• [EXERCISE] Give these lines as a numbered list, leaving out any blank lines and omitting the pictures from your answer.

[Entries pointing to labeled objects]

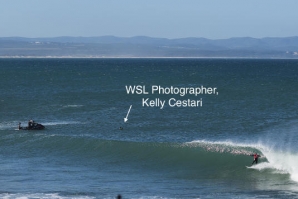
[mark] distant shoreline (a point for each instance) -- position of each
(73, 57)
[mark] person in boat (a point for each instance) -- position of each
(256, 157)
(30, 124)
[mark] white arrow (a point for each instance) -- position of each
(125, 119)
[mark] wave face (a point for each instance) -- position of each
(201, 152)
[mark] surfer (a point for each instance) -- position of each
(256, 157)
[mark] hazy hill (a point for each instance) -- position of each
(110, 46)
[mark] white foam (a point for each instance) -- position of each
(281, 161)
(72, 106)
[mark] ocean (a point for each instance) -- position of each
(215, 114)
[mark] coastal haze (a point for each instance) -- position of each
(147, 47)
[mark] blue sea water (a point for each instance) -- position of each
(174, 152)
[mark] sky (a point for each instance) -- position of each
(212, 19)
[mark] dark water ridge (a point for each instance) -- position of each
(174, 152)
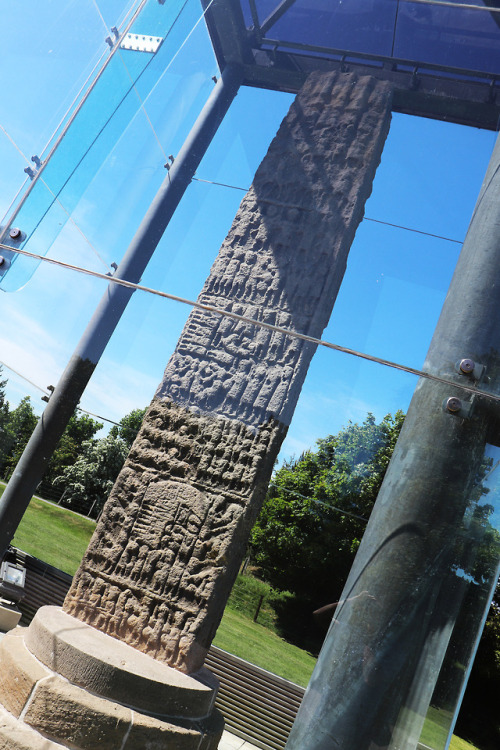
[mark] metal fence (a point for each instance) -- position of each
(258, 706)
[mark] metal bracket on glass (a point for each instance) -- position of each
(141, 42)
(415, 81)
(470, 369)
(47, 398)
(14, 237)
(458, 408)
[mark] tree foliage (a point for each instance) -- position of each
(88, 482)
(316, 510)
(128, 427)
(79, 430)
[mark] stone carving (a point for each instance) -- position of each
(166, 551)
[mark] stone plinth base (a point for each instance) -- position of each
(9, 616)
(65, 684)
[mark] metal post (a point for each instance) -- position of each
(379, 665)
(66, 395)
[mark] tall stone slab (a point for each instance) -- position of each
(165, 553)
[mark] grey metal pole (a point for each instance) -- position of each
(63, 401)
(381, 658)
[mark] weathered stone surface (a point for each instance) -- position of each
(9, 616)
(19, 673)
(112, 669)
(157, 735)
(47, 704)
(74, 716)
(165, 553)
(162, 561)
(14, 735)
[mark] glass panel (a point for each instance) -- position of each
(42, 76)
(356, 26)
(109, 106)
(423, 32)
(448, 36)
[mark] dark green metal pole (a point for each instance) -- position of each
(379, 665)
(63, 401)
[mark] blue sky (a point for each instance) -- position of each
(396, 280)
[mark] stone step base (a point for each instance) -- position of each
(44, 710)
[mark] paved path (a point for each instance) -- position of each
(231, 742)
(228, 741)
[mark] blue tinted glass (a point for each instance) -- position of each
(357, 26)
(110, 105)
(454, 37)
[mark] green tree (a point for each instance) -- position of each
(88, 482)
(128, 427)
(316, 510)
(79, 430)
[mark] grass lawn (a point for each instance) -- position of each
(60, 537)
(255, 643)
(53, 534)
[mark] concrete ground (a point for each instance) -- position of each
(228, 741)
(231, 742)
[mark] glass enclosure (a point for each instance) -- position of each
(82, 159)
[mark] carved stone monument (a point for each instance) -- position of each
(160, 566)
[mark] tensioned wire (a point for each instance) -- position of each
(132, 87)
(47, 393)
(56, 198)
(258, 323)
(365, 218)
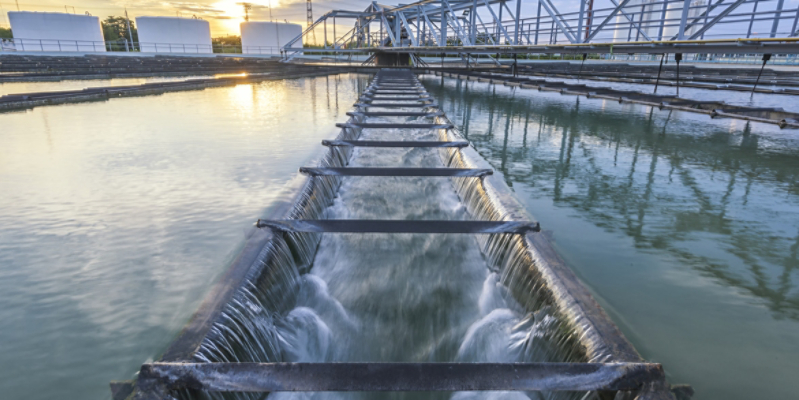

• [ANSWER TO THE PROBLEM]
1. [mark] distant shoreline (a point for each instance) -- position of each
2. (73, 57)
3. [mark] person in boat (a point for each instance) -- position of each
4. (256, 157)
5. (30, 124)
6. [mark] white arrow (a point for each instance) -- position of each
7. (125, 119)
8. [mark] wave face (a point for each instance) -- position of each
9. (201, 152)
10. [mark] surfer (a point for each instance) -- position of each
11. (256, 157)
12. [mark] hazy hill (a point for each instance) -- position of each
13. (110, 46)
14. [mark] white foam (a point for each instance) -- position of each
15. (281, 161)
16. (72, 106)
17. [mark] ocean (a point for each instance) -- position of each
18. (215, 114)
19. [mark] coastal haze (a point for each instance) -- position of each
20. (147, 47)
21. [mark] blue sea water (a point for each instance) -- position of each
22. (174, 152)
23. [mark] sky (a point for each instance) -- position of each
24. (212, 19)
25. [mark] dark water ridge (a point for each instance) -- position of each
26. (174, 152)
27. [mark] metal fence (a point for each instance) -- position of each
28. (258, 706)
29. [mark] metal bracket on glass (a point for each instance) -- position of each
30. (141, 42)
31. (415, 81)
32. (470, 369)
33. (47, 398)
34. (14, 237)
35. (458, 408)
36. [mark] tree foliage (a point for each instance) -- position of each
37. (88, 482)
38. (316, 510)
39. (128, 427)
40. (79, 430)
41. [mark] stone carving (a point for each instance) -- position of each
42. (166, 551)
43. [mark] stone plinth base (a point for each instance) -- position of each
44. (9, 616)
45. (65, 684)
46. [mark] metal post (a point for each instance) -- position of each
47. (379, 665)
48. (66, 395)
49. [mark] tall stone slab (a point for each instance) -- position of each
50. (165, 553)
51. [mark] grey metal pole (a point for each instance) -- position of each
52. (63, 401)
53. (381, 658)
54. [mark] weathered stone surface (a point for each instance) -- position of each
55. (9, 616)
56. (19, 673)
57. (112, 669)
58. (157, 735)
59. (47, 704)
60. (74, 716)
61. (165, 553)
62. (162, 561)
63. (14, 735)
64. [mark] glass panel (a point for each instance) -- position of each
65. (42, 76)
66. (356, 26)
67. (109, 106)
68. (423, 32)
69. (448, 36)
70. [mark] dark green metal pole (a point for each instance) -- position of each
71. (379, 665)
72. (63, 401)
73. [mark] blue sky (a point for each instance) -- position of each
74. (396, 280)
75. [mark] stone step base (a point for each instance) -- position of each
76. (44, 710)
77. [mark] paved path (a point for each instance) -- position of each
78. (231, 742)
79. (228, 741)
80. [mark] blue tinted glass (a point for each instance) -- position of each
81. (357, 26)
82. (110, 105)
83. (454, 37)
84. [mark] green tree (a point for each instance) -- position of each
85. (88, 482)
86. (128, 427)
87. (316, 510)
88. (79, 430)
89. [mark] grass lawn (a point for each instance) -- position of each
90. (60, 537)
91. (255, 643)
92. (53, 534)
93. [mark] concrete ground (a point for each instance) -- position of each
94. (228, 741)
95. (231, 742)
96. [mark] glass enclosure (a point for each instance) -- position of each
97. (82, 159)
98. [mark] carved stone monument (a point for each instance) -- position of each
99. (160, 566)
100. [mark] tensioned wire (a point for each instance) -- position of each
101. (132, 87)
102. (47, 393)
103. (56, 198)
104. (258, 323)
105. (365, 218)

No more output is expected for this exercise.